Supplied text:
Content starts
Thus far, a single ballot measure (a legislatively referred constitutional amendment) has been scheduled for the November general election.

===Right to Collective Bargaining Amendment===

In the November 8, 2022 general election, Illinois voters voted on whether to ratify the proposed Right to Collective Bargaining Amendment.

The proposed amendment would guarantee the right for employees to organize and bargain collectively through representatives of their choosing in negotiations concerning "wages, hours, and working conditions and to protect their economic welfare and safety at work." The amendment would also prohibit legislation which interferes with, negates, or diminishes collective bargaining agreements, including agreements which require union membership as a condition of employment. The amendment would, effectively, render any state or local "right-to-work" legislation (which would prohibit collective bargaining agreements that require union membership as a condition of employment) unconstitutional in Illinois.
Content ends
Data provided:
Content starts
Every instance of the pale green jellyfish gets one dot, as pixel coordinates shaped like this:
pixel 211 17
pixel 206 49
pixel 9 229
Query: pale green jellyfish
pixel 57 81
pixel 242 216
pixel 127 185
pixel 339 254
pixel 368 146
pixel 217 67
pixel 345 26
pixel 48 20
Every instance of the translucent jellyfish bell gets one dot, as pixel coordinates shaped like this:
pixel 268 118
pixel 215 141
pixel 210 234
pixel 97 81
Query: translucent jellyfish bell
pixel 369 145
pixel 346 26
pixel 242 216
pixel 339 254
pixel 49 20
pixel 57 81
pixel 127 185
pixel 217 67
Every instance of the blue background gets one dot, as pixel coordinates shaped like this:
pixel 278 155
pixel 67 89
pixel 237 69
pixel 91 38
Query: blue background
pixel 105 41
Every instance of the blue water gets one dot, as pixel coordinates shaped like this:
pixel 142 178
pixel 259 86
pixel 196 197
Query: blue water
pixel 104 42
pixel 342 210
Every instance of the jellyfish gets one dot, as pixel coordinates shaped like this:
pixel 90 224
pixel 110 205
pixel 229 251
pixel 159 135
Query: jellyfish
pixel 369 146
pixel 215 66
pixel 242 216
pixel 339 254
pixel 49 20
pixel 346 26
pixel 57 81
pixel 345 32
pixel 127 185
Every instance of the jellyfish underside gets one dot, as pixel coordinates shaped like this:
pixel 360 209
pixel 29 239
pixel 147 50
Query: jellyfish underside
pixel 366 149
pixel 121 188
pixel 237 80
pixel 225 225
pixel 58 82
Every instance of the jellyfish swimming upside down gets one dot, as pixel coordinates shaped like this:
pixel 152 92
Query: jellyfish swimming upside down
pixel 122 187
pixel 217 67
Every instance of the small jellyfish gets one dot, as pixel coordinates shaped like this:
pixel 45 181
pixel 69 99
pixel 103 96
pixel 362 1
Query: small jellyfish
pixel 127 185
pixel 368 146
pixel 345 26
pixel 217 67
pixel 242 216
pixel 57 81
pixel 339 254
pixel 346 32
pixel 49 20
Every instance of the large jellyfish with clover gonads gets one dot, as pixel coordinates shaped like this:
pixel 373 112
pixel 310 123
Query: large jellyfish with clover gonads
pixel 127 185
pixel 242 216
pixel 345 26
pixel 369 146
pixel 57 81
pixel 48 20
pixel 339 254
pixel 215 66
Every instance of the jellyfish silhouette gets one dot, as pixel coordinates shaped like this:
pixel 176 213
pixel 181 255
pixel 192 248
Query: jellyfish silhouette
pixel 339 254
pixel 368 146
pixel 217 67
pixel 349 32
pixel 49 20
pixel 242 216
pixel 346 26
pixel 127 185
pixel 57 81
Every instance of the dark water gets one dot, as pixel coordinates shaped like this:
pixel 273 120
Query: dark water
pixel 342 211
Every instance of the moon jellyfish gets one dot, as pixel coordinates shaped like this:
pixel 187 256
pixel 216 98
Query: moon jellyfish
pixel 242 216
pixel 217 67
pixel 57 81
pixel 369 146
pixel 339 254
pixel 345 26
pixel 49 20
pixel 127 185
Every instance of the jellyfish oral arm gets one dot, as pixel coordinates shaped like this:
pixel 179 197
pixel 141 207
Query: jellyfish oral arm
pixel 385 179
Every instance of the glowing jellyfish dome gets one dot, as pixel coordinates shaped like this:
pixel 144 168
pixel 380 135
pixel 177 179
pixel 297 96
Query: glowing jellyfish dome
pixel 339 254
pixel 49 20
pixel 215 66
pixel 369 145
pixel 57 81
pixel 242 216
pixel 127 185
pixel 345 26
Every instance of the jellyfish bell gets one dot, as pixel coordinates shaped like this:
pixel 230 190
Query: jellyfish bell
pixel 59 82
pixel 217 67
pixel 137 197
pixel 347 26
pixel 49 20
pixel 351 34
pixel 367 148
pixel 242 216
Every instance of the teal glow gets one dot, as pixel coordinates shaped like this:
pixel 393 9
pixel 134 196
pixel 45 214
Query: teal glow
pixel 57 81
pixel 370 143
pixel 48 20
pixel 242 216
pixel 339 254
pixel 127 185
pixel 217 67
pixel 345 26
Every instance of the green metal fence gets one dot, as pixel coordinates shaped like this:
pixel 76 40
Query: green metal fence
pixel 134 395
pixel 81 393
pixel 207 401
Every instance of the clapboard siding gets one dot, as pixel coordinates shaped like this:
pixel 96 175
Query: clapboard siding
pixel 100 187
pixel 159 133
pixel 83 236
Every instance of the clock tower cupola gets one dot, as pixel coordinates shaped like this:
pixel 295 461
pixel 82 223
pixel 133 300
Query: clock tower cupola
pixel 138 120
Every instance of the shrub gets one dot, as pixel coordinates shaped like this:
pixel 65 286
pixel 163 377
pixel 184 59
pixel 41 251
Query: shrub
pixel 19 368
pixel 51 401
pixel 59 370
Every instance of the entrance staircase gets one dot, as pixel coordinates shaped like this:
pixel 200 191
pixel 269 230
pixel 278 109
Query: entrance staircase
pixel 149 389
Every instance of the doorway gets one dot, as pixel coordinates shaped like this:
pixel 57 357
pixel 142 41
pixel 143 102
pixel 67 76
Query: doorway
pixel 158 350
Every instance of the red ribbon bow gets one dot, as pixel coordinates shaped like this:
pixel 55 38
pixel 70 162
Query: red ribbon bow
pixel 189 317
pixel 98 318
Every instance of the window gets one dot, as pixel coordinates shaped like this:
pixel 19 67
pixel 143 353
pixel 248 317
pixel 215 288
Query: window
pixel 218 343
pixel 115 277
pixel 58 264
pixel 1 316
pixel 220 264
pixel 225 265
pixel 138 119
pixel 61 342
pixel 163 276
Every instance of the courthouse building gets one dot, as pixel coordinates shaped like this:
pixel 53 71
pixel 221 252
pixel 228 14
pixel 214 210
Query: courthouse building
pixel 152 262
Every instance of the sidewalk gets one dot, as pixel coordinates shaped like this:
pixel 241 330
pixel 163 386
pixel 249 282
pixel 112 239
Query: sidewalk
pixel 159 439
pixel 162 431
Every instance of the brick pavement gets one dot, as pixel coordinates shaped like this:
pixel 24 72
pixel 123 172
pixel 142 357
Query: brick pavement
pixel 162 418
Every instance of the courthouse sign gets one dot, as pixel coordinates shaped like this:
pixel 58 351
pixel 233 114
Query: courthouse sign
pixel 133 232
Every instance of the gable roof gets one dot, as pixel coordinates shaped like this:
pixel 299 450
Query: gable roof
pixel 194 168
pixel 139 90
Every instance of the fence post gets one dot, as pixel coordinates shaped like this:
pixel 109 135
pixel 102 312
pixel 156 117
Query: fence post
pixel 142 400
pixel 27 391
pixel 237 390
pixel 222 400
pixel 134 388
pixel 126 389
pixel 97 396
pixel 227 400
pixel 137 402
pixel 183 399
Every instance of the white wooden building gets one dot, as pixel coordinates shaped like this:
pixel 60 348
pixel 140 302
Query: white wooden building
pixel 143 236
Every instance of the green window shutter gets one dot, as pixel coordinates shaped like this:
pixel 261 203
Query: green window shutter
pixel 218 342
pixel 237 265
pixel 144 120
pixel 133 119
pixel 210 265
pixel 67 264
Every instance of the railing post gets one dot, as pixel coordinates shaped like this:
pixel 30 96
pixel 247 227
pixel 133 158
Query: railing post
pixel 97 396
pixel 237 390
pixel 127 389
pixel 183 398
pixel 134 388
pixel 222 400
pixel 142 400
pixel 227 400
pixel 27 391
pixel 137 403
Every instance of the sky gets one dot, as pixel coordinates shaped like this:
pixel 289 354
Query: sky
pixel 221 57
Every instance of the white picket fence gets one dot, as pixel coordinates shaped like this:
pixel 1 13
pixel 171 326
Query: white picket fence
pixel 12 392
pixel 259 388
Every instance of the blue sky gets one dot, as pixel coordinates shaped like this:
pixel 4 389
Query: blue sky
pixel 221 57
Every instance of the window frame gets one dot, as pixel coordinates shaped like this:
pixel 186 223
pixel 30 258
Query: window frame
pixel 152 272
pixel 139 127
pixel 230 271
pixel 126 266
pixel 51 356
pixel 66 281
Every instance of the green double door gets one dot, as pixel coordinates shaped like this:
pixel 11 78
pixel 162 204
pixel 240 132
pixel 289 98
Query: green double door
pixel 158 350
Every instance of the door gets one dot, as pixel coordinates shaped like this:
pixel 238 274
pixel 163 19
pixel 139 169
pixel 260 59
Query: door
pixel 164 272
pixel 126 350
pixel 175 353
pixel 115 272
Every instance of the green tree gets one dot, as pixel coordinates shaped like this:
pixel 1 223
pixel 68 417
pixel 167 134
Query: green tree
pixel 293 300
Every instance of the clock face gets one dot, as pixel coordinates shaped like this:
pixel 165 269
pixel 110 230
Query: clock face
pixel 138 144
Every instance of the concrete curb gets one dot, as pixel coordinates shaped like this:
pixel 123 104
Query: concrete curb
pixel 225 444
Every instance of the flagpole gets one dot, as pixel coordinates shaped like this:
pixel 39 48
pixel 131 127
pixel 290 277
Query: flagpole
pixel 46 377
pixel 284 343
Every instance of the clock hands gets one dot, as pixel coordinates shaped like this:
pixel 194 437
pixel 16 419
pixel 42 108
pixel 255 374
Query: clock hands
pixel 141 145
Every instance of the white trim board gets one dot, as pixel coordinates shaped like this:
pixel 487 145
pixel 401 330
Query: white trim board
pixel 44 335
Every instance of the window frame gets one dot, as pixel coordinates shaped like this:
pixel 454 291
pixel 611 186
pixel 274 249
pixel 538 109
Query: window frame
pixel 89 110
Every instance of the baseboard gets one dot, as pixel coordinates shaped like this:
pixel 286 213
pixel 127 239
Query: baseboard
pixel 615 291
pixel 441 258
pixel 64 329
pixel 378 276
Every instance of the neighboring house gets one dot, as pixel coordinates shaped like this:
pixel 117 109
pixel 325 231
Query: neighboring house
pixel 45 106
Content ends
Problems and tasks:
- a) In the text on the Illinois ballot measure:
(i) What kind of ballot measure has been scheduled for the November general election?
(ii) On what date did Illinois voters vote on the Right to Collective Bargaining Amendment?
(iii) What kind of legislation would the amendment effectively render unconstitutional in Illinois?
- b) Can you resume the text on the Illinois Right to Collective Bargaining Amendment, picking up right after its final sentence?

Answers to this exercise:
- a)
(i) A legislatively referred constitutional amendment.
(ii) November 8, 2022.
(iii) Any state or local "right-to-work" legislation.

- b)
Prohibition on local-level right-to-work ordinances currently exists through both Illinois state law and federal legal precedence. In 2019, Illinois ratified a state law prohibiting local governments from creating right-to-work zones. In 2017, in a case concerning a 2015 local right-to-work ordinance adopted by the village of Lincolnshire, Illinois, Judge Matthew Kennelly issued a ruling in the United States District Court for the Northern District of Illinois that the National Labor Relations Act does not enable local governments to pass right-to-work laws. This was a ruling counter to a 2016 United States Court of Appeals for the Sixth Circuit decision on such laws. Kennelly's ruling was subsequently upheld the following year by the United States Court of Appeals for the Seventh Circuit in a unanimous decision.

Currently, only three states in the United States (Hawaii, Missouri, and New York) have clauses in their state constitutions which assert a right to collectively bargain. Currently, no state constitutions have a clause prohibiting right-to-work legislation (which ban collective bargaining agreements that require union membership as a condition of employment).

The legislation referring the proposed amendment to voters received the needed 60% approval vote in the Illinois Senate on May 21, 2021, and in the Illinois House of Representatives on May 26, 2021.

In order to be ratified, the amendment is required to receive either 60% support among those specifically voting on the amendment or 50% support among all ballots cast in the state's election.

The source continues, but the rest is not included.